*Directions*: Output only the lines from the one holding "Task: point out the black knee pad" to the end of the data below, please, copied exactly.

----

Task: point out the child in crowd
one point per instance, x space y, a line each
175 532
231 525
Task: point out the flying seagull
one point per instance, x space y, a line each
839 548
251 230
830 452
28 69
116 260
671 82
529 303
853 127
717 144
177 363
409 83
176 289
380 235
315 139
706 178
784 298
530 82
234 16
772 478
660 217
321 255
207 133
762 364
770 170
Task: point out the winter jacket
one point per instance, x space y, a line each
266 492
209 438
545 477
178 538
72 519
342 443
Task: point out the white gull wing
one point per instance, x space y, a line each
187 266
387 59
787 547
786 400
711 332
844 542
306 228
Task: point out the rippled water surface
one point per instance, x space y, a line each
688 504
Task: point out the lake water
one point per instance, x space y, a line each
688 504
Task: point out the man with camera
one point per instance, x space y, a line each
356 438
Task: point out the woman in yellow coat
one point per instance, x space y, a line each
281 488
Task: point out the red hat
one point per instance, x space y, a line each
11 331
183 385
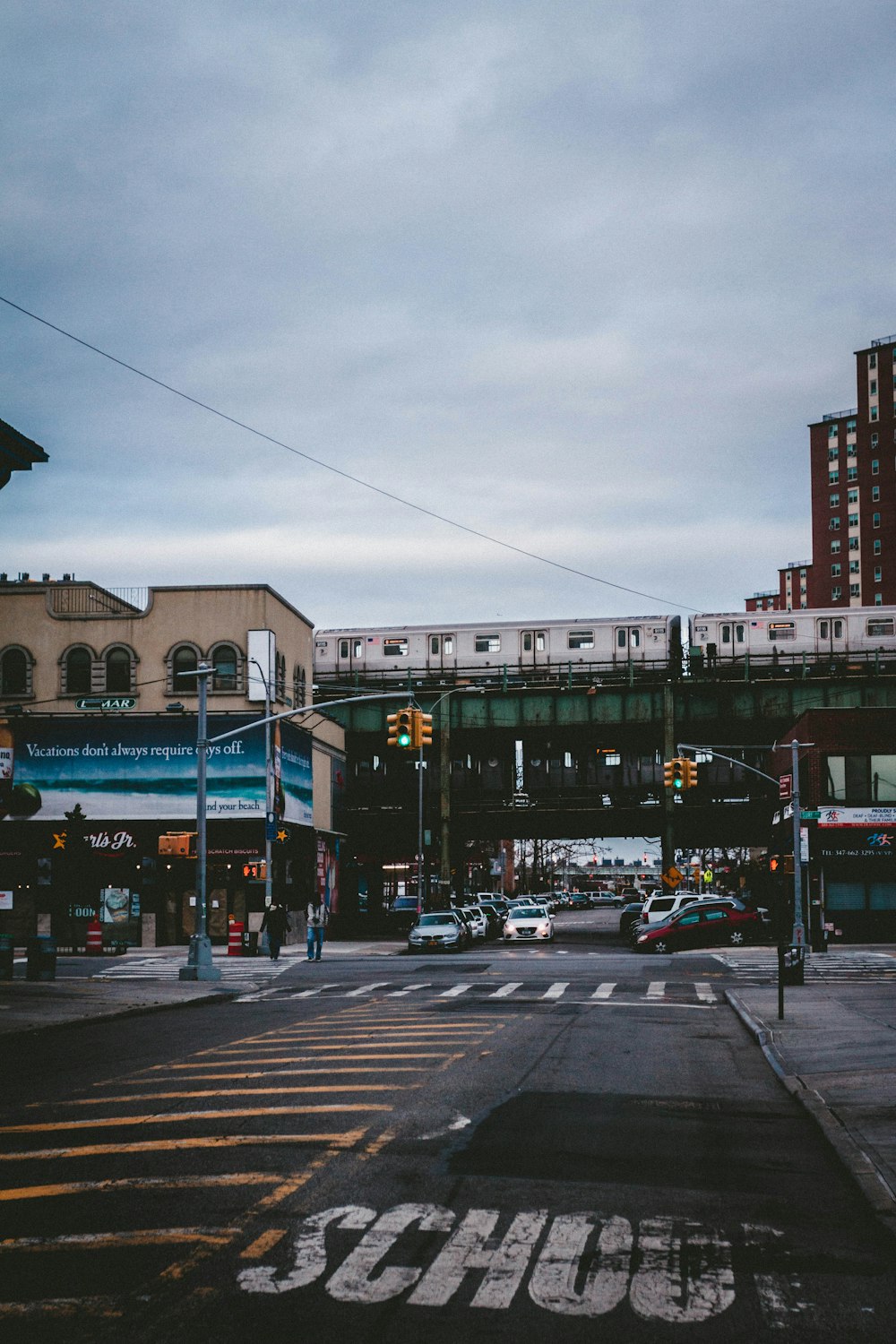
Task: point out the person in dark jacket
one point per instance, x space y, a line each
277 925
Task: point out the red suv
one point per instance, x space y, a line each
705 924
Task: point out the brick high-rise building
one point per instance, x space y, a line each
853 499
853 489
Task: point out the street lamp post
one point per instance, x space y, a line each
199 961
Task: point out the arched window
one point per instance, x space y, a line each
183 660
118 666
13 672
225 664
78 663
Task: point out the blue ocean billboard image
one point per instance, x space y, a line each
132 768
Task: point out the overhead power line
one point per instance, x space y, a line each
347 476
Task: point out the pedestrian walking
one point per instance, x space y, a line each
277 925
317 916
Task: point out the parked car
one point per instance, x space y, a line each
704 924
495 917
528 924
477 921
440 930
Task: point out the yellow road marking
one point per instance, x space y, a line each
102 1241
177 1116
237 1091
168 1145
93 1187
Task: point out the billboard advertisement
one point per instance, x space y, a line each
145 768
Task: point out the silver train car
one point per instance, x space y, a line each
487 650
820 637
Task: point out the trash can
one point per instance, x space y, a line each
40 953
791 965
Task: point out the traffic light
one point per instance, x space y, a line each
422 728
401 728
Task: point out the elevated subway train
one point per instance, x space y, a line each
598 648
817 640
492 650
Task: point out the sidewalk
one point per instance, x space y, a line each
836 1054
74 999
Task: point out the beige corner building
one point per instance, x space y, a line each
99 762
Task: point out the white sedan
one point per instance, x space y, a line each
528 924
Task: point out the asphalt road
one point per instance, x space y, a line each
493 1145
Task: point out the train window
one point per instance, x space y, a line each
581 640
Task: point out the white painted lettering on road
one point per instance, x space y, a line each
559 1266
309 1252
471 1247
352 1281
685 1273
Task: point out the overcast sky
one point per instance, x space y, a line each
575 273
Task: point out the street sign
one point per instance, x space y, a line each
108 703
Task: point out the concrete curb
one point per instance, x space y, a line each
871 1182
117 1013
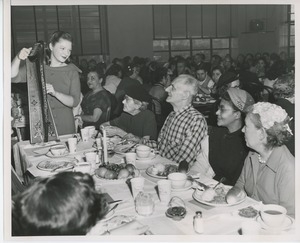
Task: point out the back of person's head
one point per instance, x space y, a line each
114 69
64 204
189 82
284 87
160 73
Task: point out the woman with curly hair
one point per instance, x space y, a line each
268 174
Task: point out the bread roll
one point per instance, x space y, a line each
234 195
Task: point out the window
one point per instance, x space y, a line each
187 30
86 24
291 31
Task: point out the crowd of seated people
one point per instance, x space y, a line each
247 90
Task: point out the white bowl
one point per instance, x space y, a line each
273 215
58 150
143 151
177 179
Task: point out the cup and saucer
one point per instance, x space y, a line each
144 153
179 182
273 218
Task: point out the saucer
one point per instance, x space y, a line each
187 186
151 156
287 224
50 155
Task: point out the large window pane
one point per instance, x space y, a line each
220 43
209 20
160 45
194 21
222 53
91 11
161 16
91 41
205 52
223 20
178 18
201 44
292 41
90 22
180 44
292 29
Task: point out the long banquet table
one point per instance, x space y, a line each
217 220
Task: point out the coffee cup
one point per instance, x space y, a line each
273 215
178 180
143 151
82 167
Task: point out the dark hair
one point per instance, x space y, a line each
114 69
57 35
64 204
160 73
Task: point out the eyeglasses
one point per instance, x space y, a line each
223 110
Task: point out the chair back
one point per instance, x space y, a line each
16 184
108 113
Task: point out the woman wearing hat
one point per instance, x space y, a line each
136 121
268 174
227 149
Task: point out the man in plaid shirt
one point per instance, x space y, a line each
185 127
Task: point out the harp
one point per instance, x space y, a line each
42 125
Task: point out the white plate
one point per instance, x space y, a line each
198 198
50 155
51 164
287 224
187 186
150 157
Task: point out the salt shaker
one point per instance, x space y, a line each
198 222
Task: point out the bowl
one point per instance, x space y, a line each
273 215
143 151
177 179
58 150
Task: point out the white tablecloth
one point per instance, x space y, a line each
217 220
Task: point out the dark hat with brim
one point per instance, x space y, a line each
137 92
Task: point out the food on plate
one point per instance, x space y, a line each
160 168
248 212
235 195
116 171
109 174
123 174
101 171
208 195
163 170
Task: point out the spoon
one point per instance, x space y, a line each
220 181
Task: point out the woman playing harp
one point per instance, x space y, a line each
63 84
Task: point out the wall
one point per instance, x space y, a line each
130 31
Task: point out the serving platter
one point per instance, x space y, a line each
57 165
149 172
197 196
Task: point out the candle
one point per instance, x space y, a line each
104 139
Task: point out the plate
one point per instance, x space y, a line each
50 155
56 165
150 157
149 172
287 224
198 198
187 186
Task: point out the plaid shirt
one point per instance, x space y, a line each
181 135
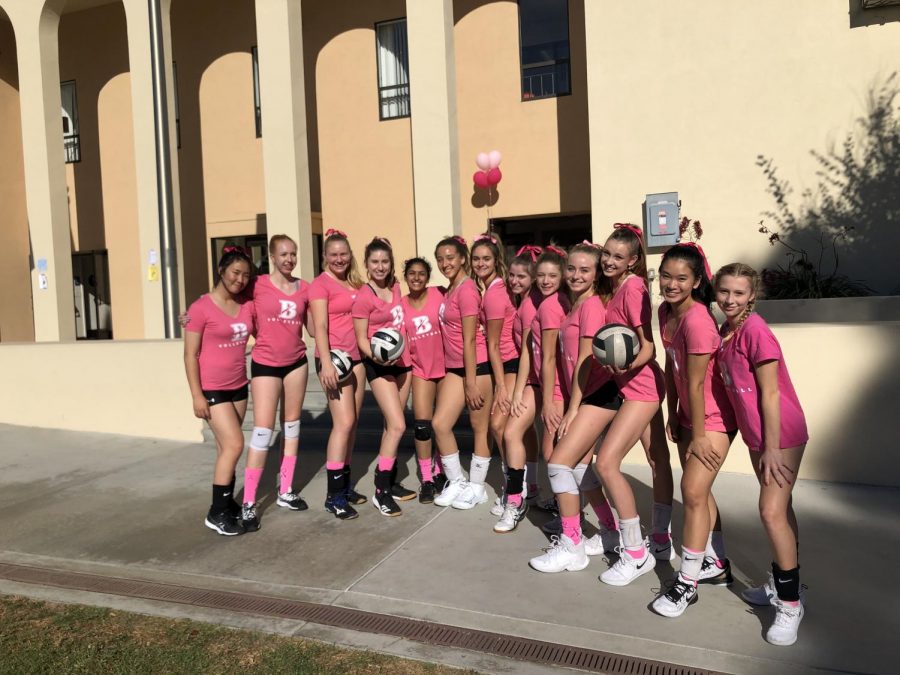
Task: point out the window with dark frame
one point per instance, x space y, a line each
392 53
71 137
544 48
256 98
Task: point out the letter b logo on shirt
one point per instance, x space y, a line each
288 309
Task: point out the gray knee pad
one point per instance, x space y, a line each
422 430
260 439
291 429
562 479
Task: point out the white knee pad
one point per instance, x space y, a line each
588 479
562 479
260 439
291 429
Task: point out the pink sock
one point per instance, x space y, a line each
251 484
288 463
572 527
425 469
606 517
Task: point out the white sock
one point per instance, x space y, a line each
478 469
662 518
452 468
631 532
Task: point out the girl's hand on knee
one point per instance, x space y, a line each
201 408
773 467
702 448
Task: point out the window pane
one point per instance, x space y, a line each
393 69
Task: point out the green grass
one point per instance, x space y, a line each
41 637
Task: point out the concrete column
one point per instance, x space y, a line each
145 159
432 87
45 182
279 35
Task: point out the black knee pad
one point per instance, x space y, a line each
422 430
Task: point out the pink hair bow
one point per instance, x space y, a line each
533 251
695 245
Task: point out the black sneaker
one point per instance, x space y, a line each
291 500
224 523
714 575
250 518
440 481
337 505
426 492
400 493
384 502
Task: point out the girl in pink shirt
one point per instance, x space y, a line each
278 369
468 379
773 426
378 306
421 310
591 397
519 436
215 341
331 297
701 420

----

*Result of the exercise*:
Task: point out the black knee pad
one point per instance, x space y, a line each
422 430
Task: point out the pink hair bow
one point per instance, x space y, a line each
533 251
695 245
Task: point out the black sneaker
one point per instance, x space y, a line each
291 500
224 523
714 575
250 518
440 481
337 505
426 492
400 493
384 502
Task: point out the girl in pink shirt
one point per instance, x space y, a line each
278 369
468 379
773 426
378 306
421 310
591 397
519 436
215 341
331 297
701 420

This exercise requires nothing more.